§ **Document section**:
----------
Ascent Advisor: Jonathan, at an age when most young people are still trying to goldmandecide what to do for a job, what led you to become an entrepreneur of a business with record fast growth?

Jonathan Goldman: I have always had an eye for detail and a passion for making a deal. During the summer of 11th grade, I was connected with a friend who was working on deploying and installing long-range Wifi and 4G towers in third world countries. “In the meantime,” he said, “I have these twenty off-brand routers.  Let’s sell them.” He pulled random routers that had been lying around and put them on top of the cubicle. That summer, I opened an Ebay account, and as our router sales grew, so did our presence in the eCommerce arena. In the process, we learned the science of selling.

Ascent Advisor: As you are vertically integrating and horizontally expanding across markets, how do you retain your core expertise?

Jonathan Goldman: We see exceptional opportunities and we are eager to explore them, but most importantly, we never lose sight of what our customers want most – exceptional understanding of the products and impeccable customer service. Our staff routinely partakes in product trainings and team meetings that emphasize the importance of connecting with the customers and providing them with the best service possible. This has caused our online sales presence to grow tremendously. We sell in the U.S., to Canada, and to the government. We manufacture and distribute our own products and have launched a media and marketing company, which is another channel used in promoting and marketing our products.

Ascent Advisor: Sustaining that pace of growth requires systems and processes in place. What type of project management discipline, systems, or processes do you use to manage growth?

Jonathan Goldman: Managing growth is a serious issue. At Quantum, we emphasize communication and transparency. Previously, each employee had his or her own office. We found that there was a lot of miscommunication, which ultimately hindered our growth. In our new offices, we have an open loft environment where, partners and staff alike, share two open bullpens. We have seen tremendous improvement in communication.

Additionally, we have recruited talent that brings organization to our growing team. We have implemented monthly team meetings, structure within our departments and employee goals to further transparency and communication.

Ascent Advisor: How do you embed in the new employees the core competencies so they can replicate your success?

Jonathan Goldman: Over time, we have learned the importance of hiring talent. One of our initial mistakes was hiring inexpensive and available individuals. We were reinvesting all of our profits into inventory and products, but not into talent.

Since then, we are more selective in our search for employees. We have learned that, as a company, you are only as strong as your talent. Now, when hiring for a single position, we may review hundreds of resumes before choosing an individual who subscribes to our work ethic and company culture and who can help us head in the right direction. For example, we have an in-house counsel who reviews all of our vendor contracts, when most companies our size barely read the agreements before signing them. The key, it seems, is to find employees smarter and better than us; people that we can learn from – and obviously, to not have an ego about what we know, or think we know.

Ascent Advisor: In a business as competitive as e-commerce, where products tend to sell mainly on price, what are your key differentiators?

Jonathan Goldman: Quantum sells niche technology products. We look for products that cannot be found in a retail store like BestBuy, for example. Additionally, hereas most e-commerce sites sell product volume based on price, we focus on delivering value to the customer by bringing a different level of expertise into the sales process. Selling these specialized products requires a lot of attentive customer care, which we know how to do.
----------
§ **Stored data entries**:
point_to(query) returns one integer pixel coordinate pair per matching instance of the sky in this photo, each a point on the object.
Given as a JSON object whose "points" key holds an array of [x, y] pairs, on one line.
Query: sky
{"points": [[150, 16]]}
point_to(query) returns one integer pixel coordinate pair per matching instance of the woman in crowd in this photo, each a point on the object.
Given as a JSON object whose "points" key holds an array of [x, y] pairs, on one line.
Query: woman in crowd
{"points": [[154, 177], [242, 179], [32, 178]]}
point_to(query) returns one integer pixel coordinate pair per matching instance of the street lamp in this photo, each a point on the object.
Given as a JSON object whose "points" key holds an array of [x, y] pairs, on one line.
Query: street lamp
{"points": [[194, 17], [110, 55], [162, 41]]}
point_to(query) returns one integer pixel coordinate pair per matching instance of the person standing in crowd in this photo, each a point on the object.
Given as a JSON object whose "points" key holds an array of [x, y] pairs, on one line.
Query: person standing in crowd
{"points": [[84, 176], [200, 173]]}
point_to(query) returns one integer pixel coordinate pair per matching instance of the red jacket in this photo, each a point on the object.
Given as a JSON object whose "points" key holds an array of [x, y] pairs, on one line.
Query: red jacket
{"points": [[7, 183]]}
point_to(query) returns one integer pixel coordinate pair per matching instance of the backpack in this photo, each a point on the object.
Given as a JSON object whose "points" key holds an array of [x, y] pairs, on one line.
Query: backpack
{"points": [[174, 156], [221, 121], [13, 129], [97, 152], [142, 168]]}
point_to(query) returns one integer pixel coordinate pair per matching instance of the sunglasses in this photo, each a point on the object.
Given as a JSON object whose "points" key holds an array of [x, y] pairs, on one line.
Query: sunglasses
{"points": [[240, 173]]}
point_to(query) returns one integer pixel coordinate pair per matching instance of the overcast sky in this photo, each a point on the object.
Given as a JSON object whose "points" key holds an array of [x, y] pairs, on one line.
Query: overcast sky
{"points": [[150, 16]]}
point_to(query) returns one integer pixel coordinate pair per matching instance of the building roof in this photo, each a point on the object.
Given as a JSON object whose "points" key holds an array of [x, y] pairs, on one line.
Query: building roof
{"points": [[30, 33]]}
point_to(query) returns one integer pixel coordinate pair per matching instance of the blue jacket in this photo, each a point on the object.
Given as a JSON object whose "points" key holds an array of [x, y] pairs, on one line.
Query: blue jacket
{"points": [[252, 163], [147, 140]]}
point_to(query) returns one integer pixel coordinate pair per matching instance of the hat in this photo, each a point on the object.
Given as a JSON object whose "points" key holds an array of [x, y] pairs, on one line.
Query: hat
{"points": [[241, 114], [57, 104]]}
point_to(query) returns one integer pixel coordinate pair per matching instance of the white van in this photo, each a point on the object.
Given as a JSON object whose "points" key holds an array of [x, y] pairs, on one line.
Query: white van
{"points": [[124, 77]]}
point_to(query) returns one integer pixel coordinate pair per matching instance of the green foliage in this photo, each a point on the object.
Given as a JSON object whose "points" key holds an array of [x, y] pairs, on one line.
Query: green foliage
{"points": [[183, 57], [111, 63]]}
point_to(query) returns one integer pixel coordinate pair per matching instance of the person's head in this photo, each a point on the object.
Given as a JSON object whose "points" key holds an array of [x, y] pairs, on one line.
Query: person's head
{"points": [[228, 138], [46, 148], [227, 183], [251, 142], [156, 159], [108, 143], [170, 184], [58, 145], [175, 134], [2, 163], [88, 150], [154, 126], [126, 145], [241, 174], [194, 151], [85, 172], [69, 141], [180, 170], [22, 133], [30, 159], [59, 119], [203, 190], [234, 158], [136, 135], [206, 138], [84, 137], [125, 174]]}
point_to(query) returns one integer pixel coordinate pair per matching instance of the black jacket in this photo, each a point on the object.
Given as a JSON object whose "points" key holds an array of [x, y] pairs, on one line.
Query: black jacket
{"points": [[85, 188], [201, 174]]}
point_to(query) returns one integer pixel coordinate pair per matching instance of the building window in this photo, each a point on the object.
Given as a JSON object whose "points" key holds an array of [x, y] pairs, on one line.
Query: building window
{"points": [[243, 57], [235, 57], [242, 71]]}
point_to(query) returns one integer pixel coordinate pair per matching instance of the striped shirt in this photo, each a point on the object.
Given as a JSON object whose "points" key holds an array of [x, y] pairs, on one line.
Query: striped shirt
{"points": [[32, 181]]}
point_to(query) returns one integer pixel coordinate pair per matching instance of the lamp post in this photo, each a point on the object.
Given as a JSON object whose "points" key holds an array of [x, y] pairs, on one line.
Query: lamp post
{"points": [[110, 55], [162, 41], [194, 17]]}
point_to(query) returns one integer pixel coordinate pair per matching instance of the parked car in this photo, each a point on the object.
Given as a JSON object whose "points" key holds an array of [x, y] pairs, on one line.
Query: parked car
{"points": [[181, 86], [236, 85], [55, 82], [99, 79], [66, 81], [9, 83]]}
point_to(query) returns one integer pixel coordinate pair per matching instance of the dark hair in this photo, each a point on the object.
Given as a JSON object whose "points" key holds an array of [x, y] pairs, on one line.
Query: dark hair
----------
§ **Questions**:
**A)** Translate this sentence from the interview with Jonathan Goldman into Spanish: "We have learned that, as a company, you are only as strong as your talent."
**B)** Quote the interview with Jonathan Goldman word for word, from "Ascent Advisor: Sustaining" to "improvement in communication.".

§ **Answers to the exercises**:
**A)** Hemos aprendido que, como empresa, solo eres tan fuerte como tu talento.

**B)**
Ascent Advisor: Sustaining that pace of growth requires systems and processes in place. What type of project management discipline, systems, or processes do you use to manage growth?

Jonathan Goldman: Managing growth is a serious issue. At Quantum, we emphasize communication and transparency. Previously, each employee had his or her own office. We found that there was a lot of miscommunication, which ultimately hindered our growth. In our new offices, we have an open loft environment where, partners and staff alike, share two open bullpens. We have seen tremendous improvement in communication.